Supplied text:
══════════
In response to the statement “I love to live” three of the four patients replied yes. They also said yes when asked “Are you happy?” The fourth patient, a 23-year-old woman, wasn’t asked open-ended questions because her parents feared she was in a fragile emotional state.
The new mind-reading tool has been developed by neuroscientist Niels Birbaumer from Wyss Center for Bio and Neuroengineering in Geneva. Birbaumer’s brain-computer interface fits on a person’s head like a swimming cap and measures changes in electrical waves emanating from the brain and also blood flow using a technique known as near-infrared spectroscopy.
To verify the four could communicate, Birbaumer’s team asked patients, over the course of about 10 days of testing, to respond yes or no to statements such as “You were born in Berlin” or “Paris is the capital of Germany” by modulating their thoughts and altering the blood-flow pattern. The answers relayed through the system were consistent about 70 percent of the time, substantially better than chance.
The new device opens up new vistas in the treatment of patients suffering from acute paralysis. Though the tools are in a primitive stage and can only record yes and nos from the patients, researchers feel that the tool can soon help for better treatment of such patients. The tool is also a manna from heaven for relatives and loved ones of the patients as they can finally communicate with such patients.
The study has been published in the journal PLOS Biology.
══════════
Tasks to perform:
**A.** Retype the passage from the mind-reading device article from "To verify the" to "journal PLOS Biology.".
**B.** Answer these questions using the mind-reading device article.
(i) In what city is the Wyss Center for Bio and Neuroengineering?
(ii) About how often were the answers given through the system consistent?
(iii) In which journal was the study published?

Supplied material:
══════════
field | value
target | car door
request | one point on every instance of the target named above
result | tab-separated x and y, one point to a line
══════════
Problem solutions:
**A.**
To verify the four could communicate, Birbaumer’s team asked patients, over the course of about 10 days of testing, to respond yes or no to statements such as “You were born in Berlin” or “Paris is the capital of Germany” by modulating their thoughts and altering the blood-flow pattern. The answers relayed through the system were consistent about 70 percent of the time, substantially better than chance.
The new device opens up new vistas in the treatment of patients suffering from acute paralysis. Though the tools are in a primitive stage and can only record yes and nos from the patients, researchers feel that the tool can soon help for better treatment of such patients. The tool is also a manna from heaven for relatives and loved ones of the patients as they can finally communicate with such patients.
The study has been published in the journal PLOS Biology.

**B.**
(i) Geneva
(ii) About 70 percent of the time
(iii) PLOS Biology